= Set of tasks =
**a.** What durations does the passage on robotic block assembly state, and what does each one measure?
**b.** Answer these from the passage on robotic block assembly:
(i) Which simulator was used to set up the simulation environment?
(ii) Where was the simulated depth camera mounted?
(iii) How many of the four target shapes tested in the lab had no feasible solution?
**c.** Write the next part of the passage on robotic block assembly, continuing after its final sentence.

= Passage shown =

-*-*-

Once we generate motion plans in the Cartesian and joint space, we integrate multiple motions into one continuous motion with multiple waypoints, so that the manipulator executes consecutive motions without stopping in between. Figure 13 shows snapshots of such a continuous motion which includes picking up the block, moving and rotating the block to the target pose and placing the block to the final pose.

6. Simulation Results

We set up a simulation environment using the Webots open-source robotic simulator [27] to test the feasibility of the assembly task using different combinations of sensors, manipulators and grippers. We first used the PUMA 560 manipulator model with three wrist joint axes all intersecting at a common point, which eliminates the need for wrist collision-avoidance steps. The block poses were provided by the ground truth data from the simulator, and the 3D pose representation was used. Figure 14a shows the assembly process under such a simulation setup, where the motion planning algorithm successfully finds proper move sequence, grasp poses and arm motions to assemble the given blocks from blocks with arbitrary poses.
Figure 14b shows a more realistic simulation setup, where the UR5e manipulator model is used and block information is acquired using the depth-based perception module from a simulated depth camera mounted at the wrist of the manipulator. Collision-avoiding arm motion planning is used to prevent the self collision of the wrist actuators. We found that the depth-based block detection and the collision avoiding motion planning algorithm successfully let the system assemble target shape from individual blocks.

7. Experimental Results

The suggested software system was implemented for physical UR5e robotic manipulator and custom 2 DOF gripper and tested with a number of block poses and target shapes in both lab environment and public demonstration.

7.1. Lab Environment

We first evaluated the system performance in the lab environment using multiple combinations of different initial block poses and target shapes. Figure 15 shows the building sequences for some of the standard shapes we tested and Table 1 shows the analysis of the result. For all target shapes we tested, the assembly solutions can be found very quickly, taking 1.64 ms on average for four target shapes tested. Checking feasible grasp for all the solutions takes significantly longer, 400 ms on average. As many solutions can have feasible grasps for all its blocks, we tried the faster but suboptimal planning strategy that stops at the first feasible solution and immediately executes the best move sequence found for that solution. We found that, at least for the three shapes that have feasible solutions, this strategy succeeds to find optimal solutions while reducing the planning time by more than a factor of 10. Thanks to an exhaustive grasp pose search considering block symmetries, only one of four target shapes has no feasible solution and requires re-grasping, which adds 14 s to the total time for additional perception, pickup and release movements. Overall, we found that assembly takes approximately 1 min on average.

-*-*-

= Source data =

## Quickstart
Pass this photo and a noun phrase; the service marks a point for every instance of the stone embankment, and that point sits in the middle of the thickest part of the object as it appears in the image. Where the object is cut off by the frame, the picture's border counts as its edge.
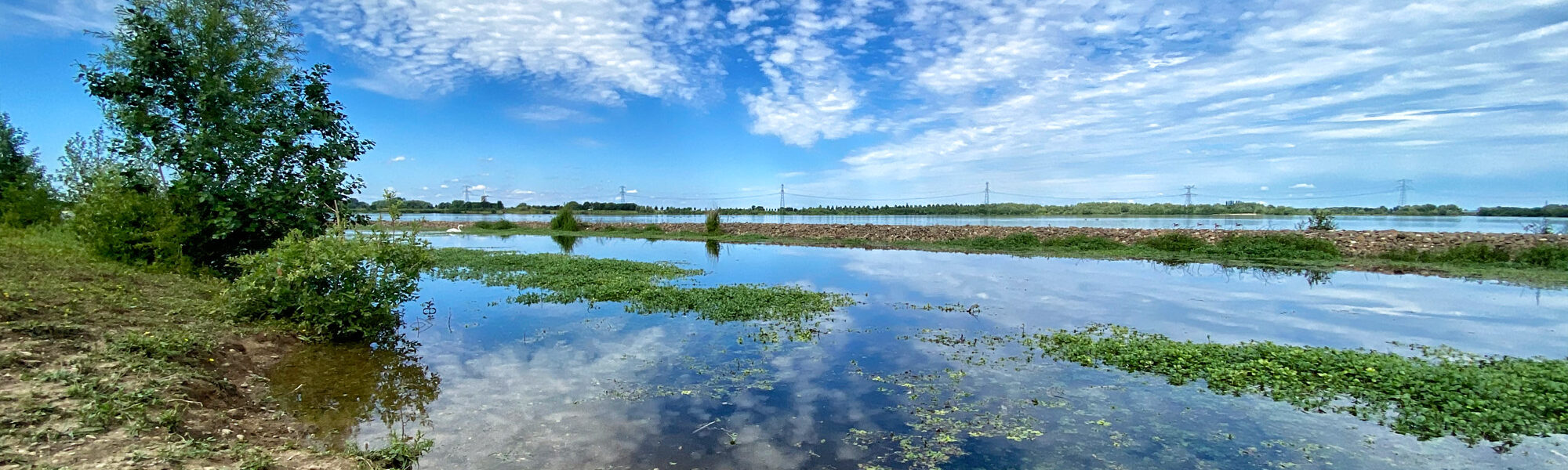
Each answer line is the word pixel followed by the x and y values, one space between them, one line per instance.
pixel 1351 242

-*-*-

= Answer set =
**a.**
- 1.64 ms: the average time to find assembly solutions for the four target shapes tested.
- 400 ms: the average time to check feasible grasps for all the solutions.
- 14 s: the time re-grasping adds to the total, for extra perception, pickup and release movements.
- Approximately 1 min: the average time an assembly takes overall.

**b.**
(i) The Webots open-source robotic simulator.
(ii) At the wrist of the manipulator.
(iii) One.

**c.**
7.2. Public Demonstration

The suggested system was validated by a competitive public demonstration held at COEX, Seoul, Korea in December 2019. The public demonstration was held as the one of the selection processes of competitive research funding provided by the Korean Ministry of Science, ICT and Future Planning. Out of four teams that submitted the proposals, two teams were selected for the first phase, and one team was selected after the public demonstration and funded for the second phase of the research.
The demonstration was divided into three stages with different difficulties, and at each stage the referees decided the target shape and initial block formation. Once the timer started, each team began assembling the blocks autonomously, and the total score was determined by whether the system provided correct assembly plans on display, how many blocks were successfully picked up and placed correctly, if the target shape was successfully assembled and the total time spent for the assembly. In the case of failure, each team could request the referee reset the block formation for restart, with a time penalty. Each stage used two different sets of target shapes and initial block formations, and the best score of the two runs was recorded as the stage score.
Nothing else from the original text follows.